Reproduce the records below line for line, changing nothing.

[Position identification records]
>> BEGIN

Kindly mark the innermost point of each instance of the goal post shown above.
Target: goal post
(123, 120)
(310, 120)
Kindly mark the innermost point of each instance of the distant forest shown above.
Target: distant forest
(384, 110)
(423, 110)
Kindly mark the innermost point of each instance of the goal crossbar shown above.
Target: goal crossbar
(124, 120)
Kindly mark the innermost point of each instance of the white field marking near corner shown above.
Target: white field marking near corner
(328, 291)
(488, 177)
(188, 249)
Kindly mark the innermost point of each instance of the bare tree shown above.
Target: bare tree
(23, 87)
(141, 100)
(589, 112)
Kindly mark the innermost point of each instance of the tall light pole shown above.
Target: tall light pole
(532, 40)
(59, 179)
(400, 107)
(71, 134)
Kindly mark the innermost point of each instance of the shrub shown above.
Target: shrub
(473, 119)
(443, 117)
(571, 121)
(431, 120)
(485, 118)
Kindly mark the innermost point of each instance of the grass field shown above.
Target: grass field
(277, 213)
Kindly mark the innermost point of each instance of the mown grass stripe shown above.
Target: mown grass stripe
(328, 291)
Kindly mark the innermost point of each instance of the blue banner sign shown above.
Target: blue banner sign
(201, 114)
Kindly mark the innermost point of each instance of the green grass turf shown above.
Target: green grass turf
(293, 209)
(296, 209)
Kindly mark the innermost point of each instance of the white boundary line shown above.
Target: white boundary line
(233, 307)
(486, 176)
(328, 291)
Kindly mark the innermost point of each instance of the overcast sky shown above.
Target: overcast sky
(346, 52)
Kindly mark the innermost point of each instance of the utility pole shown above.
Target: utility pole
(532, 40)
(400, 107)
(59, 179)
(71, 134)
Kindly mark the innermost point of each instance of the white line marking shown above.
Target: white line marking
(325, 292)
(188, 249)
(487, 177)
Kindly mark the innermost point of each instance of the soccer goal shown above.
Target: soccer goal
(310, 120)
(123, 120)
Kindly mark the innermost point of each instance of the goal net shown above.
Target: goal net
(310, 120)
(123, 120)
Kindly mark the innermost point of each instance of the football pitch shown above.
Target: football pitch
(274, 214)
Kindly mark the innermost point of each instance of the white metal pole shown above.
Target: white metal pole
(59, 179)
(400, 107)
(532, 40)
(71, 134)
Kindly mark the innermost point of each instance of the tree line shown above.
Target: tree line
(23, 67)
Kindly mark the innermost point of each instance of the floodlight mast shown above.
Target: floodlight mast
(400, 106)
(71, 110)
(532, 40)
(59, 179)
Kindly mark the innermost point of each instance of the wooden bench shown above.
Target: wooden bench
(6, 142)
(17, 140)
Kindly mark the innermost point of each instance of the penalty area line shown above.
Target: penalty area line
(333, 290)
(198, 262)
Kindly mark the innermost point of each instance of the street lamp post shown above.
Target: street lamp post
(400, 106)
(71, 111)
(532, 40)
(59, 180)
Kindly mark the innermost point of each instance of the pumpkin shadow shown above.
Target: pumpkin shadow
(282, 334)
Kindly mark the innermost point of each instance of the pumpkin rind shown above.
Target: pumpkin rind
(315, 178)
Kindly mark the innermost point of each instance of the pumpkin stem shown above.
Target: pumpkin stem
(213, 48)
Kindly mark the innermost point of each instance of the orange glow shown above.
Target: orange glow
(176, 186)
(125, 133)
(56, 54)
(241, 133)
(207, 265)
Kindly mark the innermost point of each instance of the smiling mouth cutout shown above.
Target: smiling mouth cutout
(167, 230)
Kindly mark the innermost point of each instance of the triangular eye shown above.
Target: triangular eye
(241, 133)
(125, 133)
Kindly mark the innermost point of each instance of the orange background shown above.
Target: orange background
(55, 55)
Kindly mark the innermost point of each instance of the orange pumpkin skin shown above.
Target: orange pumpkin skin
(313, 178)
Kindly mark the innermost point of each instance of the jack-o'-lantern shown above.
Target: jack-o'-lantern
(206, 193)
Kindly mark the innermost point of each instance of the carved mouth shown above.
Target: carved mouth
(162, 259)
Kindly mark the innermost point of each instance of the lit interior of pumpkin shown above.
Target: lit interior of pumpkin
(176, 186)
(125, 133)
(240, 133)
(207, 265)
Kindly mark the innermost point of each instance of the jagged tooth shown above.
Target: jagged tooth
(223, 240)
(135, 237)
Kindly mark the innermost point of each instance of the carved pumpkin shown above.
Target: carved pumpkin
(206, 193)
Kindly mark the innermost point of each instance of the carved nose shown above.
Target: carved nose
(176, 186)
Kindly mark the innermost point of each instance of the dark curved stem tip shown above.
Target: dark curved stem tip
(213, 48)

>> END

**RESPONSE FOR THIS EXERCISE**
Kindly mark the innermost point of each instance of the goal post shown above.
Target: goal post
(123, 120)
(310, 120)
Kindly mark the innermost point of each instance of the distant forest shown above.
Target: distant forest
(384, 110)
(423, 110)
Kindly mark the innermost point of each instance of the goal crossbar shown above.
Target: goal crossbar
(124, 120)
Kindly mark the innermost point of each instance of the white field marking near corner shown above.
Target: white field marking near corner
(328, 291)
(488, 177)
(188, 249)
Kindly mark the innermost point of each instance of the bare tree shown above.
Target: bare tree
(23, 87)
(141, 100)
(589, 112)
Kindly mark the innermost point of each instance of the tall light pole shown above.
Target: tall light pole
(532, 40)
(59, 179)
(400, 107)
(71, 134)
Kindly mark the innermost point of each instance of the shrub shown above.
Target: shrub
(473, 119)
(443, 117)
(571, 121)
(431, 120)
(485, 118)
Kindly mark the innermost point of each instance of the grass field shown above.
Target: grass field
(277, 213)
Kindly mark the innermost point of each instance of the mown grass stripe shown above.
Target: mown grass stripe
(328, 291)
Kindly mark the innermost point of each instance of the blue banner sign shown above.
Target: blue banner sign
(201, 114)
Kindly mark the innermost point of each instance of the green grass turf shown above.
Target: green grass turf
(293, 209)
(296, 209)
Kindly mark the innermost point of each instance of the white boundary line shown above.
Target: white boundary line
(233, 307)
(486, 176)
(328, 291)
Kindly mark the innermost point of each instance of the overcast sky shown above.
Target: overcast sky
(346, 52)
Kindly mark the innermost point of each instance of the utility pole shown above.
Target: utility pole
(532, 40)
(400, 107)
(59, 179)
(71, 134)
Kindly mark the innermost point of each instance of the white line marking shown above.
Target: white line marking
(325, 292)
(188, 249)
(487, 177)
Kindly mark the innermost point of each instance of the soccer goal shown above.
Target: soccer goal
(310, 120)
(123, 120)
Kindly mark the innermost point of each instance of the goal net shown above.
Target: goal net
(310, 120)
(123, 120)
Kindly mark the innermost point of each instance of the football pitch shown above.
Target: football pitch
(274, 214)
Kindly mark the innermost point of each instance of the white metal pole shown above.
Target: white metal pole
(59, 179)
(400, 107)
(532, 40)
(71, 134)
Kindly mark the innermost point of each instance of the tree line shown above.
Target: tree line
(23, 67)
Kindly mark the innermost point of each instance of the floodlight mast shown above.
Target: floodlight mast
(400, 106)
(71, 110)
(532, 40)
(59, 179)
Kindly mark the innermost point of each instance of the wooden bench shown above.
Target: wooden bench
(6, 142)
(17, 140)
Kindly mark the innermost point of each instance of the penalty area line shown above.
Target: penalty area line
(333, 290)
(198, 262)
Kindly mark the innermost point of each instance of the street lamp post shown above.
Target: street lamp post
(400, 106)
(71, 111)
(532, 40)
(59, 180)
Kindly mark the innermost point of each instance of the pumpkin shadow shown above.
Target: pumpkin shadow
(282, 334)
Kindly mark the innermost point of each instance of the pumpkin rind shown above.
Target: pumpkin rind
(315, 178)
Kindly mark the innermost point of each instance of the pumpkin stem shown above.
Target: pumpkin stem
(213, 48)
Kindly mark the innermost point of each instance of the orange glow shown above.
Target: orange glow
(176, 186)
(125, 133)
(56, 54)
(241, 133)
(207, 265)
Kindly mark the innermost point of each instance of the smiling mouth cutout shown above.
Target: smiling mouth cutout
(167, 230)
Kindly mark the innermost point of each instance of the triangular eye shown above.
Target: triangular eye
(241, 133)
(125, 133)
Kindly mark the innermost point of each instance of the orange background shown above.
Target: orange background
(55, 55)
Kindly mark the innermost point of each instance of the orange pumpkin skin shown above.
Target: orange pumpkin skin
(313, 178)
Kindly mark the innermost point of each instance of the jack-o'-lantern shown above.
Target: jack-o'-lantern
(206, 193)
Kindly mark the innermost point of each instance of the carved mouth shown above.
Target: carved mouth
(162, 259)
Kindly mark the innermost point of each instance of the lit interior of pumpkin shown above.
Target: lit interior of pumpkin
(176, 186)
(125, 133)
(240, 133)
(207, 265)
Kindly mark the innermost point of each instance of the jagged tooth shown above.
Target: jagged tooth
(223, 240)
(135, 237)
Kindly mark the innermost point of each instance of the carved pumpkin shown above.
Target: carved pumpkin
(206, 193)
Kindly mark the innermost point of each instance of the carved nose shown above.
Target: carved nose
(176, 186)
Kindly mark the innermost point of each instance of the dark curved stem tip shown above.
Target: dark curved stem tip
(213, 48)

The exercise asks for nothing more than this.